## Task instructions
Line by line, transcribe the data below exactly and pass over the images.

'''

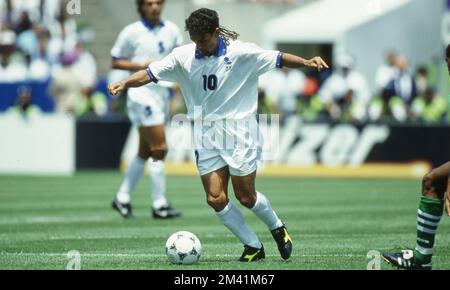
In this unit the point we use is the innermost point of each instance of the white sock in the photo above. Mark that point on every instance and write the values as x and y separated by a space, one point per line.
130 180
264 211
233 219
156 170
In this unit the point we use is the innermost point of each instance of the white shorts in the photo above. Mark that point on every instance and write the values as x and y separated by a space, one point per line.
236 145
146 108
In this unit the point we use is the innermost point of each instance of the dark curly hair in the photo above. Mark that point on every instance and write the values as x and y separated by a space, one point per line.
205 20
139 5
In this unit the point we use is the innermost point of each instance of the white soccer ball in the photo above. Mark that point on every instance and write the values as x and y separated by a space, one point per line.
183 248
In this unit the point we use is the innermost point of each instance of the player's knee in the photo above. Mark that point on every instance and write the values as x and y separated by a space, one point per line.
217 202
427 183
158 152
247 200
430 185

'''

## Exercise solution
In this unit the point we use is the innermost point of each instance of the white sock in the photo above. Mark that point on every instance and write the values as x and y separated by a space, one point per line.
130 180
264 211
233 219
156 170
In this unit the point we use is the innermost point of each instance of the white shorts in the photo above. Mark that point on every instance and write the values as x and y separated by a space, one point per line.
236 145
146 108
In this unit the point we use is the innermost point of each instance of the dark curly hair in the photo above. Mark that point on every instance and write the values as x and y separated by a space, one point per line.
205 20
139 5
In this unit the point we use is the innermost point of each instance of the white soccer ball in the photo above. Mark that point on every instance and write the values as x and y separated by a space, one point per line.
183 248
In this unit the point we use is the innermost point of each instance of the player's knee in the photo above. Mark that point on every instance and write the values as x and y separated by a space, one point per line.
217 202
427 183
158 152
247 200
430 185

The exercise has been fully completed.